Goal ▸
Answer from the recollection below:
(a) How many students were in the speaker's mathematics department class in the second year?
(b) In what year was the Hungarian Bolyai University merged with the Romanian Babes University?
(c) Which professor died in December 1963?

Page text ▸
BEGIN

The young generation was also good. I could mention my friend, who is a few years older than me, but at that time he was already an assistant professor, Zoltan Gabos; he is also a correspondent member of the Hungarian Academy of Sciences.

[Editor’s note: Zoltan Gabos (1924) – university teacher (Bolyai University). His fields of research: particle physics, general theory of relativity, analytical mechanics. He published several monograph-like works.] He still lives in Kolozsvar, he is over eighty years old, but he is still fit, I’ve seen him recently. I would mention from my colleagues Endre Weiszmann, he’s Jewish, he became a teacher at the Bolyai University; he was engaged mainly in solid state physics. Later he emigrated to America with his family, and he retired there.

[Editor’s note: Endre Weiszmann (1923) – physicist, he was teaching at the Bolyai University, then at the Babes-Bolyai University. After he left Romania, first he became a researcher at the Weizmann Institute in Israel, then a professor emeritus of the City University of New York.]

He is also older than me. None of them was actually my teacher, but they all worked in the same environment, and we were on very good terms. So we esteemed each other, we were on speaking terms; I could go to all of the teachers and ask them something, talk to them. Teachers weren’t so reserved.

We were ten in my class when I was in the second year. We were many during the first year, but a lot of students fell behind. Thus, when I became a second-year student, we were ten at the mathematics department. We were all close to each other, we supported each other.

Whoever was a little bit weaker, got assistance from somebody. From my fellow-students still is alive Ivan Singer [1929], he lives in Bucharest, he’s a mathematician and he’s member to the Romanian Academy of Sciences. He published a lot of books, he had works published in the Springer Publishing House. In fact the two of us were those who succeeded to continue, to accomplish something.

But the others were good high school teachers too. We formed an excellent community. Unfortunately people left one after the other, later the unification of the two universities was requested. The Bolyai was a very good university, unfortunately it isn’t anymore.

[Editor’s note: In 1959 the Hungarian Bolyai University was merged with the Romanian Babes University, thus the present Babes-Bolyai University was established; the Hungarian and Romanian branches were united.]

I finished my studies in 1951, then I was an assistant professor for one year at the Bolyai University. In 1952 I applied for admittance to doctoral studies in Iasi, I came here at the end of December, and since then I live here. So I spent January 1st 1953 here already.

My doctoral thesis was on general theory of relativity; it suits mathematicians well, one has to be taken up with geometry a lot. I was granted a scholarship of three years from the very beginning, and next fall I could teach, first as an assistant professor, then as a lecturer. Thus in fall 1953 I started to have courses in Iasi, at the age of twenty-six. I was teaching theory of physics, I was teaching mathematics only in recent years – I was teaching non-linear differential equations for MA students.

I was head of department at the Faculty of Physics of the Iasi University two times. In December 1963 professor Vescan died, and in 1964 I became head of department. In those times the department was called Theory of Physics and Atomistic Structure.

END

Records ▸

BEGIN

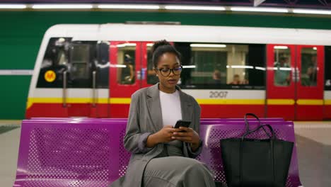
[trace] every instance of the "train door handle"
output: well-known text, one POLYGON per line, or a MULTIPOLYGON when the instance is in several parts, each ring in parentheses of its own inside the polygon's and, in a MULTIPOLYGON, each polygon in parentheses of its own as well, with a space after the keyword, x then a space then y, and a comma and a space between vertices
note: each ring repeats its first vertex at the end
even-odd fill
POLYGON ((96 72, 92 72, 92 107, 96 106, 97 94, 96 94, 96 72))
POLYGON ((63 72, 62 106, 66 107, 66 71, 63 72))

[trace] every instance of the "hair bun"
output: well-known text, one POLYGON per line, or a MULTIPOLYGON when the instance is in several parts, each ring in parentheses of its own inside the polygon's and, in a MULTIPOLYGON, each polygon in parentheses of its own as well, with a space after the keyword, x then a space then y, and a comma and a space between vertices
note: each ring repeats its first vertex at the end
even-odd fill
POLYGON ((155 42, 151 48, 152 54, 154 53, 154 52, 156 50, 156 49, 158 47, 163 46, 163 45, 171 45, 170 44, 170 42, 168 42, 166 40, 158 40, 158 41, 155 42))

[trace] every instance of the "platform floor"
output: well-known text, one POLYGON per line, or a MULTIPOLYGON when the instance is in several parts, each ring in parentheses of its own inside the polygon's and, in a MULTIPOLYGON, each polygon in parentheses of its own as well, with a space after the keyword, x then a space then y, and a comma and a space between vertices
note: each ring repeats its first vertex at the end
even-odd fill
MULTIPOLYGON (((20 124, 21 121, 0 121, 0 127, 6 127, 2 128, 2 132, 0 128, 1 187, 13 186, 15 181, 20 124)), ((295 122, 294 129, 303 185, 305 187, 331 186, 331 121, 295 122)))

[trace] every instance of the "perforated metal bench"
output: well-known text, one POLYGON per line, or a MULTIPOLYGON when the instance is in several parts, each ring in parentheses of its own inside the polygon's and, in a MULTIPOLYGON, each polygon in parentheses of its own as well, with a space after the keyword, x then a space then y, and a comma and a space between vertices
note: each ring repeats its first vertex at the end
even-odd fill
MULTIPOLYGON (((253 120, 252 120, 253 121, 253 120)), ((219 140, 240 135, 243 120, 202 120, 204 149, 197 159, 225 182, 219 140), (209 125, 204 125, 209 123, 209 125)), ((126 120, 43 118, 23 120, 13 186, 108 186, 125 174, 130 154, 123 147, 126 120)), ((253 122, 254 123, 254 122, 253 122)), ((279 137, 295 141, 292 123, 272 121, 279 137)), ((259 136, 259 135, 255 135, 259 136)), ((301 186, 294 149, 287 187, 301 186)))

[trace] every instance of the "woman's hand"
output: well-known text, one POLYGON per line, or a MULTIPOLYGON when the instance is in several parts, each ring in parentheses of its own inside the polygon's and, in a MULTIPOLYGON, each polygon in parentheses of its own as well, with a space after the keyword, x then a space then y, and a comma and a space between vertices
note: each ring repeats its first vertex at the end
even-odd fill
POLYGON ((158 132, 151 135, 147 138, 146 147, 153 147, 159 143, 166 143, 174 140, 173 132, 179 132, 182 130, 173 128, 171 125, 164 126, 158 132))
POLYGON ((174 132, 173 136, 171 137, 173 140, 178 140, 185 142, 190 143, 192 150, 194 152, 199 148, 200 143, 200 137, 198 133, 193 129, 185 127, 180 127, 180 131, 174 132), (183 131, 183 132, 182 132, 183 131))

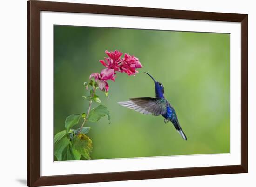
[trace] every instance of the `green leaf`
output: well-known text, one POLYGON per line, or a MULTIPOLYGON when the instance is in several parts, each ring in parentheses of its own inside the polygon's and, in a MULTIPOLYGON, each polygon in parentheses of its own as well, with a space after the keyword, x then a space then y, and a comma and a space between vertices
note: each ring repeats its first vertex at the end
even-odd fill
POLYGON ((56 158, 57 158, 58 161, 63 160, 62 159, 62 152, 67 146, 71 142, 67 136, 64 136, 54 144, 54 154, 56 156, 56 158))
POLYGON ((59 141, 61 138, 64 137, 67 134, 66 131, 59 132, 56 134, 54 137, 54 143, 56 144, 58 141, 59 141))
POLYGON ((98 103, 101 103, 101 101, 100 100, 100 98, 97 95, 95 95, 93 97, 92 96, 83 96, 83 97, 87 100, 90 101, 94 101, 98 103))
POLYGON ((89 83, 86 82, 84 82, 84 86, 85 87, 85 88, 88 90, 88 87, 89 86, 89 83))
POLYGON ((93 89, 92 89, 91 90, 90 90, 90 94, 91 95, 93 95, 94 93, 94 90, 93 89))
POLYGON ((110 116, 109 114, 109 111, 104 105, 100 105, 91 111, 89 116, 88 116, 88 119, 90 121, 96 122, 101 117, 105 116, 108 116, 108 119, 109 121, 110 124, 110 116))
POLYGON ((86 159, 90 160, 90 153, 93 150, 93 142, 90 138, 83 134, 80 134, 72 140, 74 148, 86 159))
MULTIPOLYGON (((83 134, 86 134, 87 133, 88 133, 90 131, 90 129, 91 129, 91 127, 82 127, 80 133, 82 133, 83 134)), ((75 131, 76 134, 77 134, 77 133, 78 133, 78 131, 79 131, 79 130, 80 130, 80 128, 78 128, 76 130, 76 131, 75 131)))
POLYGON ((71 144, 67 145, 63 151, 63 160, 77 160, 81 157, 81 154, 73 147, 71 144))
POLYGON ((65 127, 66 129, 67 133, 69 132, 70 128, 78 123, 81 116, 81 114, 76 114, 67 116, 67 118, 66 118, 66 120, 65 121, 65 127))
POLYGON ((106 97, 108 98, 108 92, 104 92, 105 95, 106 95, 106 97))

END

Response to the exercise ▸
(a) Ten.
(b) 1959.
(c) Professor Vescan.